** Given entries follows **
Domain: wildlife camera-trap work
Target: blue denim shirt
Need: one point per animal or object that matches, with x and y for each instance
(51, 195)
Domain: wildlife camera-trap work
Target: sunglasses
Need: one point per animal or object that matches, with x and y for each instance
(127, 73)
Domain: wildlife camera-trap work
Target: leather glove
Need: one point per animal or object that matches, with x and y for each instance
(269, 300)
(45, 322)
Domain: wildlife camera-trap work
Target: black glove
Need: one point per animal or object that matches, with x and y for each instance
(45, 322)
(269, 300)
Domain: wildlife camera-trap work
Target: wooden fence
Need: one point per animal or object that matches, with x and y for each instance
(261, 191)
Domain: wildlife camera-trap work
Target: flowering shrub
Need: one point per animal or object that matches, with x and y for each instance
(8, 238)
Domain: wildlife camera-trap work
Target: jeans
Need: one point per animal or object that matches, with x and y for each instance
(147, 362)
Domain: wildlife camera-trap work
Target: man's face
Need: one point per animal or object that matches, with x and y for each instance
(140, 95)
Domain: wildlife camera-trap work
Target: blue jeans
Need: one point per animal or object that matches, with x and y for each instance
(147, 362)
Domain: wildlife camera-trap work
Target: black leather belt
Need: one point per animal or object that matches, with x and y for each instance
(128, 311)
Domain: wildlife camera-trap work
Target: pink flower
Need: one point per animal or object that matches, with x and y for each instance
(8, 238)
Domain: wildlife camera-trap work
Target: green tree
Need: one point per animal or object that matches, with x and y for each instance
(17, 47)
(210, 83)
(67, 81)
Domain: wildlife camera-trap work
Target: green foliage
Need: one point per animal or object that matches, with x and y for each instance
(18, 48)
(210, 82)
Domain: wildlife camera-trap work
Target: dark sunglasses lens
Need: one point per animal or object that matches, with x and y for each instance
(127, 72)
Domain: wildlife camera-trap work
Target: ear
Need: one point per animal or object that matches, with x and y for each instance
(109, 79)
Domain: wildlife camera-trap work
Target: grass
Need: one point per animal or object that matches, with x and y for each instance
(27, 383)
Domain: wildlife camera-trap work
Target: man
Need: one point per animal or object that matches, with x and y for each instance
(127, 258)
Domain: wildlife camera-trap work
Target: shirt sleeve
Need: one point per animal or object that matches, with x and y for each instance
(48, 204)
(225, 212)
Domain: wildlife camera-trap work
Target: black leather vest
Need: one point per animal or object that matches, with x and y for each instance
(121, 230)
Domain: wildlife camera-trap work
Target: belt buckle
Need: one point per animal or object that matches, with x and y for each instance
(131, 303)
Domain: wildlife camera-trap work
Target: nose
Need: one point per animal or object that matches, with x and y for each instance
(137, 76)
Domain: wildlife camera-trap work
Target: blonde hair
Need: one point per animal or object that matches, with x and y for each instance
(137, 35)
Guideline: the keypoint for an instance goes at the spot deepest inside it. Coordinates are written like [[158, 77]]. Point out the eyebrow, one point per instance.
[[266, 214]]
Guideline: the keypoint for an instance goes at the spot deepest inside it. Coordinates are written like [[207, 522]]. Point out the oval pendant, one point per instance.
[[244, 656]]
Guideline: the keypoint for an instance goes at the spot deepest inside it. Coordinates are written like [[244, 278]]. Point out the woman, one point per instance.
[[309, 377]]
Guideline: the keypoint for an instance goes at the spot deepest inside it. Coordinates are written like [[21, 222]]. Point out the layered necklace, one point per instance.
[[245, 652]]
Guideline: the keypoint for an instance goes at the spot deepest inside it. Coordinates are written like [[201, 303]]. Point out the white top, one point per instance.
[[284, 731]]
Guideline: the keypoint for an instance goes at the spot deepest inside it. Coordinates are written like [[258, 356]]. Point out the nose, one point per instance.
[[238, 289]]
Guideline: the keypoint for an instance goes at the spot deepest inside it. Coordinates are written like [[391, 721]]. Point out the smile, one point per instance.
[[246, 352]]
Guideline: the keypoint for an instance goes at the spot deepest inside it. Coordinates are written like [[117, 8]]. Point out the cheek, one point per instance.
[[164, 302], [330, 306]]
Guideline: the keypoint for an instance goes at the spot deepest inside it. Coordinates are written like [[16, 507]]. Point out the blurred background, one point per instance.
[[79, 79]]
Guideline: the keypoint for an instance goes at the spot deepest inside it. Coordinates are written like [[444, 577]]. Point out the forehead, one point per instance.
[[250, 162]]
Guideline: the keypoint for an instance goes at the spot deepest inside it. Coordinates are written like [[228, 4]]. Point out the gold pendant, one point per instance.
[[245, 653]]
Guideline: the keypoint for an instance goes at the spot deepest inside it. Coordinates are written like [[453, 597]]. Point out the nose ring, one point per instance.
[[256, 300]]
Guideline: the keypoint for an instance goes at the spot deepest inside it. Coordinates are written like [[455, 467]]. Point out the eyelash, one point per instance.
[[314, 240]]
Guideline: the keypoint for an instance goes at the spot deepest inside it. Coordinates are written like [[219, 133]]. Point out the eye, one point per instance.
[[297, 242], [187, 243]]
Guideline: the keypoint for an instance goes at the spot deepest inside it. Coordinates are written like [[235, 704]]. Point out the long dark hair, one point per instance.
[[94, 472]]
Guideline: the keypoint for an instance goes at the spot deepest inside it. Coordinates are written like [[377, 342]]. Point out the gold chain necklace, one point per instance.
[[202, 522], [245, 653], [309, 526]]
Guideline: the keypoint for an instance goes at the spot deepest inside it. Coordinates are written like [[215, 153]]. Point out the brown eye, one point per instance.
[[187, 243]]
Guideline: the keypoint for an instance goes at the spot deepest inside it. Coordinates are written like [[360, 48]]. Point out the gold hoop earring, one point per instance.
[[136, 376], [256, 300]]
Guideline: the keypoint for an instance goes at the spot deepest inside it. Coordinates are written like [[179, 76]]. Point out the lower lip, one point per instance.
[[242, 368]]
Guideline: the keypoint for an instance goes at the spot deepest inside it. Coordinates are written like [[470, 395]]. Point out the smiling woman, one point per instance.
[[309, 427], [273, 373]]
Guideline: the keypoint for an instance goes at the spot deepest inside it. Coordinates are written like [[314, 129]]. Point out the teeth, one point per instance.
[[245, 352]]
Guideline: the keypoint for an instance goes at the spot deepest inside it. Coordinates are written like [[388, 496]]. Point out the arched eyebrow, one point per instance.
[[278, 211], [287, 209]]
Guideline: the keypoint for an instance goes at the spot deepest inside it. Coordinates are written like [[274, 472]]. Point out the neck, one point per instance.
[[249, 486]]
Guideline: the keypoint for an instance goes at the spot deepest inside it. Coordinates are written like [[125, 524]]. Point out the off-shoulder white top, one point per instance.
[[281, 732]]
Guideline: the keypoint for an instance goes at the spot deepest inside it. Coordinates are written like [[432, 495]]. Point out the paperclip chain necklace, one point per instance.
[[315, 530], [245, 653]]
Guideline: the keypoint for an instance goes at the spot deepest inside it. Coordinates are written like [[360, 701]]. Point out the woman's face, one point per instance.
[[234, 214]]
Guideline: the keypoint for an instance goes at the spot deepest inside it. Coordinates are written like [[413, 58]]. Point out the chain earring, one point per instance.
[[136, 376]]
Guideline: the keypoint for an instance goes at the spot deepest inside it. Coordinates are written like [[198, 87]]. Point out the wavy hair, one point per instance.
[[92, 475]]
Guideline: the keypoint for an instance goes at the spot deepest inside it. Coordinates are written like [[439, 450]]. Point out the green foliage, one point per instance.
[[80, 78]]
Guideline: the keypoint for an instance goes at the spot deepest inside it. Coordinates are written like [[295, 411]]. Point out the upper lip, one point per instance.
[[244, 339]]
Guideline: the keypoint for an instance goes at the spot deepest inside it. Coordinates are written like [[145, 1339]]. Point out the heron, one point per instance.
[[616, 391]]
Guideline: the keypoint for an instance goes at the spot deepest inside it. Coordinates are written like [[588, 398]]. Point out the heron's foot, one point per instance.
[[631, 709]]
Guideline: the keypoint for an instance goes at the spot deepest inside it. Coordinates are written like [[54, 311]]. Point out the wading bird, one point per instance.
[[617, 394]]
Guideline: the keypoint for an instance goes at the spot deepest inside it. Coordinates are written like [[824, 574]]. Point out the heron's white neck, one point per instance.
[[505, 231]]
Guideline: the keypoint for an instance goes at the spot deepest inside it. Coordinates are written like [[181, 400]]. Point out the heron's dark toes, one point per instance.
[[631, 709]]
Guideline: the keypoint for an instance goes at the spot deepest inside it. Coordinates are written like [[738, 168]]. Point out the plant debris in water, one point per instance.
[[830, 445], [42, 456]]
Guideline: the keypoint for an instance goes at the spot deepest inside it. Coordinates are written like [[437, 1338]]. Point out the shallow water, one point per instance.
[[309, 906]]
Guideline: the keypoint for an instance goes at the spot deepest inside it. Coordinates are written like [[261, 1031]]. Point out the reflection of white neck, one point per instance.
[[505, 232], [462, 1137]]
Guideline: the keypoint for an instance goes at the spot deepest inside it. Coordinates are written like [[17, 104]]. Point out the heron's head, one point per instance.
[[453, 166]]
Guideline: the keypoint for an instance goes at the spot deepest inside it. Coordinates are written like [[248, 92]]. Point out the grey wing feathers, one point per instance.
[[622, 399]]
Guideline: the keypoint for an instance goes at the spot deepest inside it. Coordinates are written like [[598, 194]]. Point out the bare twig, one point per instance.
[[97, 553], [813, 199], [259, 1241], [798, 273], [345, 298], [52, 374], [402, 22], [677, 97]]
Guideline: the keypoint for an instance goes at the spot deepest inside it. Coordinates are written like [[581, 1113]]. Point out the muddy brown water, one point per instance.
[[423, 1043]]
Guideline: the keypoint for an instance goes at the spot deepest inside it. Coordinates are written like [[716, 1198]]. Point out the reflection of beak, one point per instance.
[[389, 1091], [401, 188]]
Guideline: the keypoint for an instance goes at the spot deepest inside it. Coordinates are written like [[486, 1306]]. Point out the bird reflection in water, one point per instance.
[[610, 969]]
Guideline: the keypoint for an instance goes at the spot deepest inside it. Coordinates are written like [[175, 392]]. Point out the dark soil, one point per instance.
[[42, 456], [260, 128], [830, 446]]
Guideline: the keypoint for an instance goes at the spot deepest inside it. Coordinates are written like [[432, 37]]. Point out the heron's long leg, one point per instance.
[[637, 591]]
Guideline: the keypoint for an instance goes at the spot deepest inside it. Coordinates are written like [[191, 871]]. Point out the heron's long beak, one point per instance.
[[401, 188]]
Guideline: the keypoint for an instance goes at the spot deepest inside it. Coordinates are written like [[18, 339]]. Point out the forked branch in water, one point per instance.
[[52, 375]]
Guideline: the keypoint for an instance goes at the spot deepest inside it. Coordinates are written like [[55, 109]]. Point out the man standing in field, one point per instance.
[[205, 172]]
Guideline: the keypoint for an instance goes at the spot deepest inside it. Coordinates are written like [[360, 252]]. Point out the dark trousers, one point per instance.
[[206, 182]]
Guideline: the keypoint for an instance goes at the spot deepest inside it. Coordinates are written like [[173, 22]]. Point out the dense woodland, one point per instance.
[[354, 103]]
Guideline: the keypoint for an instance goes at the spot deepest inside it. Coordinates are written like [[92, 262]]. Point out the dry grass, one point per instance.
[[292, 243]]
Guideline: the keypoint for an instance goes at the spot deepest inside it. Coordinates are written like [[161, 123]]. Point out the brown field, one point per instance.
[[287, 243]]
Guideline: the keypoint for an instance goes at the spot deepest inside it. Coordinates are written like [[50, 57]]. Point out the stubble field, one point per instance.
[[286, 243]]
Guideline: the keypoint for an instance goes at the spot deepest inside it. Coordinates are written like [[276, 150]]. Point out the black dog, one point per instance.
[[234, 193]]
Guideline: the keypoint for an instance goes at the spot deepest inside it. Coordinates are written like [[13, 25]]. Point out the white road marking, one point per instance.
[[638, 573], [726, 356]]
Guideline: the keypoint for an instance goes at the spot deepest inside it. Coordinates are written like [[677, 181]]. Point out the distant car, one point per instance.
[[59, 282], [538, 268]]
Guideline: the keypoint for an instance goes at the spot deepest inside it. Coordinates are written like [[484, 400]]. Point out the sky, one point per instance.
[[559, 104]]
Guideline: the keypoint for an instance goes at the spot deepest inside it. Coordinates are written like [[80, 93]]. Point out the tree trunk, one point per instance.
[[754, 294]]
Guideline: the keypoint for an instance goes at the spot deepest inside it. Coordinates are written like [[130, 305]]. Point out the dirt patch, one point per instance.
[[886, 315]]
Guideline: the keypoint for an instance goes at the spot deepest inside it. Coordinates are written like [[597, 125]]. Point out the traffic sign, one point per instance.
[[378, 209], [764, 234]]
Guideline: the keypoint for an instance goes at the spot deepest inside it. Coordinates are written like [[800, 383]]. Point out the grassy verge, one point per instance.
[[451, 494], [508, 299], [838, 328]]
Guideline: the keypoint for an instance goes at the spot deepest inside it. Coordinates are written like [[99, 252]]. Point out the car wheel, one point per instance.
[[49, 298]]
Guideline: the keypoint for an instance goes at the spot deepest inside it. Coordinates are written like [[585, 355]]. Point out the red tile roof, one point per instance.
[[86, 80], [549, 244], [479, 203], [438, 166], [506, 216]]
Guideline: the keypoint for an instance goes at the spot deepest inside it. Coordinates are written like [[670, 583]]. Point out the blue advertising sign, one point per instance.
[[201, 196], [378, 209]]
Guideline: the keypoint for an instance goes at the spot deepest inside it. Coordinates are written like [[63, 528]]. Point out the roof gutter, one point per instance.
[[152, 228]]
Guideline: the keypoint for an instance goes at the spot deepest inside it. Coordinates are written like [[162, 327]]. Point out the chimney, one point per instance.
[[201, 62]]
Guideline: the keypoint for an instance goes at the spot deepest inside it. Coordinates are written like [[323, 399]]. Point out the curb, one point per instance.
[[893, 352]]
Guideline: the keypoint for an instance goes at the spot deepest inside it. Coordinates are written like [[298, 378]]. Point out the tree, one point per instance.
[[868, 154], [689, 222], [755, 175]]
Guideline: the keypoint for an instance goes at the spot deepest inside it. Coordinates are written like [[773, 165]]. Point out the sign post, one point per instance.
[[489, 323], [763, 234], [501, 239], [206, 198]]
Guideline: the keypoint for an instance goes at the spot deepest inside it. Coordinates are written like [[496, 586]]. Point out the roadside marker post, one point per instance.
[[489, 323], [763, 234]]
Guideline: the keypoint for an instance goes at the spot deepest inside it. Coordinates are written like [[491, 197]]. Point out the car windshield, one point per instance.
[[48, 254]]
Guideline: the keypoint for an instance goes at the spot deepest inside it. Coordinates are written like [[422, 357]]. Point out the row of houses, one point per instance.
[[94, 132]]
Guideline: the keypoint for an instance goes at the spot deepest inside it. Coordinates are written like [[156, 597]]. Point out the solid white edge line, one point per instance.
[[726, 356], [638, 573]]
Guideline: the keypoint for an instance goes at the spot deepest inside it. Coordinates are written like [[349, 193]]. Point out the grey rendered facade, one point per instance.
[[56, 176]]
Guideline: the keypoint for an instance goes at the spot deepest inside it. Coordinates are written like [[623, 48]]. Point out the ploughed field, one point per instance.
** End of Given entries **
▶ **Action item**:
Show all of the lines above in which "leather" is present.

▶ **Solution**:
Target: leather glove
Target: black leather belt
Target: black leather vest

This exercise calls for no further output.